- [Records supplied]:
.....
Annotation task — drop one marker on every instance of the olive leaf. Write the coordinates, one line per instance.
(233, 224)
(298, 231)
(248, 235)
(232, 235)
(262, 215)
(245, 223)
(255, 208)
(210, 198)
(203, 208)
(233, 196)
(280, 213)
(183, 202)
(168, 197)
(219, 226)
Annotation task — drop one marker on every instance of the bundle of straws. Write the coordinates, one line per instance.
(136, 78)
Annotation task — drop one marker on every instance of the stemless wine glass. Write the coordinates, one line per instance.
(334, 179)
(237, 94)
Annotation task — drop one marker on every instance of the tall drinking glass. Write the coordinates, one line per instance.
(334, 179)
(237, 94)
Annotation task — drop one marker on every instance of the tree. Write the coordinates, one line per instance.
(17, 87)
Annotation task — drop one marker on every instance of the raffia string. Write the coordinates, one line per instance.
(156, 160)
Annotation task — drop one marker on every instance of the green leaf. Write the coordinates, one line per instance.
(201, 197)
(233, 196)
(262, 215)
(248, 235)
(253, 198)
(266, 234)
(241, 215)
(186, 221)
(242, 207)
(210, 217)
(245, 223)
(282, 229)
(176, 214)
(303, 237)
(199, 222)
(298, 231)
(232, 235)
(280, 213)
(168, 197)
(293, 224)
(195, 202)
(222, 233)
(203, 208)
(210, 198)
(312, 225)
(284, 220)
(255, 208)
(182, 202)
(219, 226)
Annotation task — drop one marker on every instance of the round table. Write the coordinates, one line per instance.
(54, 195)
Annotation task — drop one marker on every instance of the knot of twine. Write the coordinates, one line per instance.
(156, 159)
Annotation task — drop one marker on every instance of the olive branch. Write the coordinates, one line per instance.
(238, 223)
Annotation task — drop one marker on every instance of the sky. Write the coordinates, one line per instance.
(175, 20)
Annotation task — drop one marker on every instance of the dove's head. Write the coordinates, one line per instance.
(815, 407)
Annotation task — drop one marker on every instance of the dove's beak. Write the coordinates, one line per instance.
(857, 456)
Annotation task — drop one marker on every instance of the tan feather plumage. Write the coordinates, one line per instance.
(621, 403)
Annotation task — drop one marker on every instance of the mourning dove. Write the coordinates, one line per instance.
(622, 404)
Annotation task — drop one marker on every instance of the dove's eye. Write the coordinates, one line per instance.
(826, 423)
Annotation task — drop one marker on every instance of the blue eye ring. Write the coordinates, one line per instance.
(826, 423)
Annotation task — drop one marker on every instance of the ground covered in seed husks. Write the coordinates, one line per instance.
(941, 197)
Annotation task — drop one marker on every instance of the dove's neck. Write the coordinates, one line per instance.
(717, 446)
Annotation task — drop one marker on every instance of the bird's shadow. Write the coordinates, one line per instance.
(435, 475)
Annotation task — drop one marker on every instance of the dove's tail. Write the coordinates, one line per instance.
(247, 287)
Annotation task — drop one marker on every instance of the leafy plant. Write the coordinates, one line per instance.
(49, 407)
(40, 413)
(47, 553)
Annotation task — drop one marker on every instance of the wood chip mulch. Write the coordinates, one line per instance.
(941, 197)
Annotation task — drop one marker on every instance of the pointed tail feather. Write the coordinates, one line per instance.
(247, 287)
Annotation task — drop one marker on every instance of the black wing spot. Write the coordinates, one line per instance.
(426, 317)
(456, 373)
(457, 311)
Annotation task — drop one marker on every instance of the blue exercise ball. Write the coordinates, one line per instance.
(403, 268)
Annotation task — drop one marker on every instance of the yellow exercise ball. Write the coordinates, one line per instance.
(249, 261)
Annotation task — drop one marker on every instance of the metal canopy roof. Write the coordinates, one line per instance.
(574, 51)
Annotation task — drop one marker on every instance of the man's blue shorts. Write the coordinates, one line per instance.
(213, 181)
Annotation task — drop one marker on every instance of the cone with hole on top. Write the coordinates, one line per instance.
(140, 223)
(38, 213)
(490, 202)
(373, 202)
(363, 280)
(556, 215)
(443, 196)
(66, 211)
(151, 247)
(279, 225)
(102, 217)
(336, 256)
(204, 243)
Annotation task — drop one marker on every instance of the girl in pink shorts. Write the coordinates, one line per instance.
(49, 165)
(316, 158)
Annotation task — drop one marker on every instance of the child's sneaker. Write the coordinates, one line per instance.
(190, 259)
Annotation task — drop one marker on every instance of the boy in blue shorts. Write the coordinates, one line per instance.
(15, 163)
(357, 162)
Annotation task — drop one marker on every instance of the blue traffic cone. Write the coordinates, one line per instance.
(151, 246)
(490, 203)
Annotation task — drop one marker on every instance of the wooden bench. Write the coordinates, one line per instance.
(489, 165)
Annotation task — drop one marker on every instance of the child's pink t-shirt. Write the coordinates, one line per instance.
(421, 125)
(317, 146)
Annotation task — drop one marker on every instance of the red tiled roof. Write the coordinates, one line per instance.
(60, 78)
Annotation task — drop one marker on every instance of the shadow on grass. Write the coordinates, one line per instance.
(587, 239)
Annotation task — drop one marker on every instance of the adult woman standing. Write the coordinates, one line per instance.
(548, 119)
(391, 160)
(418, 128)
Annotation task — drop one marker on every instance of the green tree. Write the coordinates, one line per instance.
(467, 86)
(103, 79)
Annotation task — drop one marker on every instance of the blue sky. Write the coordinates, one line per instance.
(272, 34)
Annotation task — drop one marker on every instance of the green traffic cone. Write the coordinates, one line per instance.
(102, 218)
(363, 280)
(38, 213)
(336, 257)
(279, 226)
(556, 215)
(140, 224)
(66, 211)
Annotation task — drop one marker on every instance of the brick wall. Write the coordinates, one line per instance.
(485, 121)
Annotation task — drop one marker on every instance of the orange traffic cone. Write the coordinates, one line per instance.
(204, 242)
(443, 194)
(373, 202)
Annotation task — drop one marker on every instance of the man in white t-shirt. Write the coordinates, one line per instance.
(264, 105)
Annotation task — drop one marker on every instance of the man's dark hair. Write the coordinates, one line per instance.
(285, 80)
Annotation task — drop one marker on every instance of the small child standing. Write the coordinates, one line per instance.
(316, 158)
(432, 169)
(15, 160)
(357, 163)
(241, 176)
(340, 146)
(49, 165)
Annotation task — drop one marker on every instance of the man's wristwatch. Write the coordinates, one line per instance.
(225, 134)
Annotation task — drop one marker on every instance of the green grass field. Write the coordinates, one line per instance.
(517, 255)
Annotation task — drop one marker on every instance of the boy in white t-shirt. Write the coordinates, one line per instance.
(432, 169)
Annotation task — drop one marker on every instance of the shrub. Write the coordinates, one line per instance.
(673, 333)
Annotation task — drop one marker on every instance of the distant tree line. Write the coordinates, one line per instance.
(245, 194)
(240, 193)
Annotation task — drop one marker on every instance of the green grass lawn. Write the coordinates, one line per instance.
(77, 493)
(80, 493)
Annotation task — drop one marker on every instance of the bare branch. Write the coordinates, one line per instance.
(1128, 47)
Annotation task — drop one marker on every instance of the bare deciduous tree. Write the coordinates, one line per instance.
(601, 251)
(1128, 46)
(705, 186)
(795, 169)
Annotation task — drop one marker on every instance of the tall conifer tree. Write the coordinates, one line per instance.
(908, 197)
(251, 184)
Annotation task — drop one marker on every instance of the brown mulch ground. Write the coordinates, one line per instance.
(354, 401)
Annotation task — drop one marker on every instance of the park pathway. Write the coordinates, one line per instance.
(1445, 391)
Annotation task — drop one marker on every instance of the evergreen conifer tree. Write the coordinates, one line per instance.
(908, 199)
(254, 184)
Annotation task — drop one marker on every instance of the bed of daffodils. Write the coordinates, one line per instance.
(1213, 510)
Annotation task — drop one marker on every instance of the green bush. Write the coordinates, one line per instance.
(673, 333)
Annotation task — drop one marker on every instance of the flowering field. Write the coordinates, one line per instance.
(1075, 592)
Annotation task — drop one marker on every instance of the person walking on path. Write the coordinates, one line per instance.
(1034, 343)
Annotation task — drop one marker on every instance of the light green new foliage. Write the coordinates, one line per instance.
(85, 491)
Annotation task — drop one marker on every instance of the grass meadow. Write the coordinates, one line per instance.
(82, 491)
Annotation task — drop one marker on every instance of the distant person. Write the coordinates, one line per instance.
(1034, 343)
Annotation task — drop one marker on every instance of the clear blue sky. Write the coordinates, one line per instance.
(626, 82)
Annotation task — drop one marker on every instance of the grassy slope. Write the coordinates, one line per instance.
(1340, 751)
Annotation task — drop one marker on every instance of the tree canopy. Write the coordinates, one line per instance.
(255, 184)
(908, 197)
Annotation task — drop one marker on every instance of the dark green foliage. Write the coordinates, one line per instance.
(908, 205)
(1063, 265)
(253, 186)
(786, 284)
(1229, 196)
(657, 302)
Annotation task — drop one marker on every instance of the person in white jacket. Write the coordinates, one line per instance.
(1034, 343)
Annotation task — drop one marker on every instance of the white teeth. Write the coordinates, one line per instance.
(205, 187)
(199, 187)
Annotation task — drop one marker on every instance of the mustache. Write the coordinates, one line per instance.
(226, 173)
.....
- [Action item]:
Retype exactly the lines from the one containing "canopy. Write the coordinates, one line per instance." through the end of the data. Add nothing.

- [Result of this task]:
Annotation task — drop one marker on every instance of the tree canopy. Write the coordinates, one line per instance.
(255, 184)
(908, 197)
Annotation task — drop one marker on every instance of the dark green foliage. Write the coordinates, one line per instance.
(908, 205)
(1063, 265)
(253, 186)
(786, 284)
(1229, 196)
(657, 302)
Annotation task — drop one marker on every instance of the person in white jacket. Write the coordinates, one line per instance.
(1034, 343)
Annotation task — drop one marker on every instance of the white teeth. Write the coordinates, one line per instance.
(205, 187)
(199, 187)
Annotation task — drop one marker on every instance of the mustache. Write the coordinates, one line per instance.
(226, 173)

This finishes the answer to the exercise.